- **Metin Bölümü**
○ ○ ○ ○ ○ ○ ○

Gayrimenkul sermaye iradının tarifi G.V.K. nun 70’inci Maddesinde yapılmış ve hangi mal ve hakların (telif hakları hariç), kimler tarafından kiraya verilmesinden elde edilen iratların gayrimenkul sermaye iradı sayılacağı aynı maddede açıklanmıştır. Maddenin son fıkrası hükmüne göre, vakıf gelirinden hizmet karşılığı olmaksızın alınan hisseler de gayrimenkul sermaye iradı sayılmaktadır.

Gayrimenkul sermaye iradında safî iradın nasıl hesaplanacağı 71’inci Maddede, gayrisafî hâsılatın ne olduğu ise 72’nci Maddede açıklanmış, 73’üncü Maddede emsal kira bedeli tarif edilerek, beyan edilecek kira bedelinin bundan düşük olamayacağı belirtilmiş ve hangi hallerde emsal bedelinin uygulanmayacağı hükme bağlanmıştır. Kanunun 74’üncü Maddesinde ise, safî iradın bulunması için gayrisafî hâsılattan indirilecek gerçek veya götürü giderlerin neler olduğu açıklanmıştır. Gayrimenkul sermaye iratlarına ilişkin konut istisnası, Kanunun 21’inci Maddesinde yer almaktadır.

5.1. Konut İstisnası :

G.V.K. nun 21’inci Maddesi hükmüne göre, binaların konut olarak kiraya verilmesinden bir takvim yılı içinde elde edilen hâsılatın, belli bir kısmı gelir vergisinden müstesnadır. Bu istisnanın seviyesi 2004 yılında 1.800 YTL olup, 2005 yılında 2.000 YTL. olarak uygulanacaktır.(2004/8295 sayılı Bakanlar Kurulu Kararı)

Birden fazla kişinin ortak olduğu konuttan elde edilen kira gelirine, her ortağın payına düşen kısım üzerinden ayrı ayrı 1.800 YTL.’lık istisna uygulanır.

Birden fazla konuttan kira geliri elde edenler, istisnayı kira gelirleri toplamına bir defa uygulayabilirler.

İstisna hâddinin üstünde kira hâsılatı elde edilmesine rağmen bunun beyan edilmemesi veya eksik beyan edilmesi halinde istisnadan yararlanılamaz.

Ticarî, ziraî veya meslekî kazançlarını beyan etmek zorunda olanların, konut istisnasından yararlanmaları mümkün değildir.

5.2. Safî Gayrimenkul Sermaye İradının Tesbiti :

Gayrimenkul sermaye iratlarında safî irat, tahsil edilen gayrisafî kira hâsılatından 74’üncü Maddede sayılan giderler indirilmek suretiyle tesbit olunur (Md: 71).

○ ○ ○ ○ ○ ○ ○

- **Satır Alıntıları**
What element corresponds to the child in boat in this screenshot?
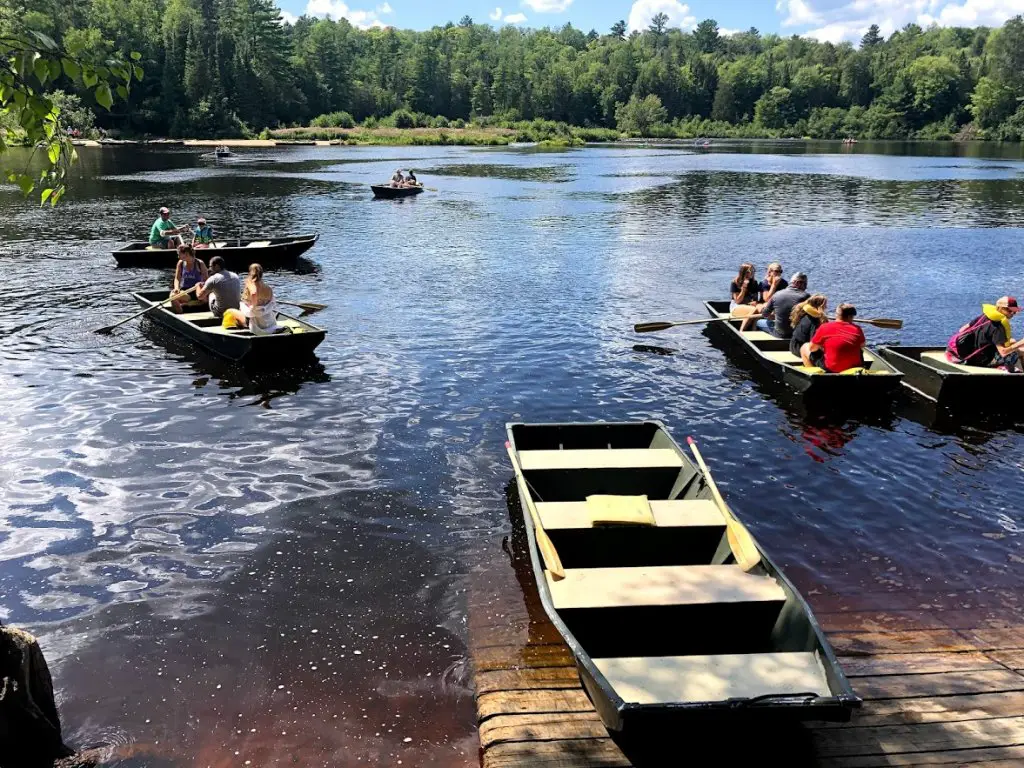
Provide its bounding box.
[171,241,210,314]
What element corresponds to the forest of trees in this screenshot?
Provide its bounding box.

○ ○ ○ ○ ○ ○ ○

- **Yapılacak Görevler**
1. Gayrimenkul sermaye iradı metnine göre aşağıdaki ifadeler doğru mu? Her biri için evet ya da hayır deyin ve kararı belirleyen sözleri metinden aynen alıntılayın.
(a) Konut istisnası 2005 yılında 2.000 YTL olarak uygulanacaktır.
(b) Birden fazla konuttan kira geliri elde edenler istisnayı her konut için ayrı ayrı uygular.
(c) Ticari kazancını beyan etmek zorunda olanlar konut istisnasından yararlanabilir.
2. Gayrimenkul sermaye iradı metninde numarasıyla anılan G.V.K. maddelerinin hepsini sıralayın.
3. Gayrimenkul sermaye iradı metnini son cümlesinden sonrasıyla sürdürün.

- **Alıştırma Cevapları**
1.
(a) Evet: "Bu istisnanın seviyesi 2004 yılında 1.800 YTL olup, 2005 yılında 2.000 YTL. olarak uygulanacaktır."
(b) Hayır: "Birden fazla konuttan kira geliri elde edenler, istisnayı kira gelirleri toplamına bir defa uygulayabilirler."
(c) Hayır: "Ticarî, ziraî veya meslekî kazançlarını beyan etmek zorunda olanların, konut istisnasından yararlanmaları mümkün değildir."

2. 70'inci Madde, 71'inci Madde, 72'nci Madde, 73'üncü Madde, 74'üncü Madde, 21'inci Madde

3.
5.2.1. Gayrisafî Kira Hâsılatı :

Kanunun 70’inci Maddesinde yazılı mal ve hakların kiraya verilmesinden bir takvim yılı içinde o yıla veya geçmiş yıllara ait olarak nakden veya aynen tahsil olunan kira bedellerinin toplamı, gayrisafî kira hâsılatını teşkil eder. Özel maliyet konusu kıymetlerin, kiracı tarafından kira süresinin hitamında rayiç bedellerinden düşük bedelle veya bedelsiz olarak kiraya verene devrinden doğan menfaatler de hâsılata dahildir.

Kiraya verilen mal ve hakların kira bedelleri, emsal kira bedelinden düşük olamaz. (Md: 73) Aşağıdaki hallerde emsal kira bedeli esası uygulanmaz (Md: 73/1-4) :

* Boş kalan gayrimenkullerin muhafaza maksadıyla başkalarının ikâmetine bırakılması ;

(12)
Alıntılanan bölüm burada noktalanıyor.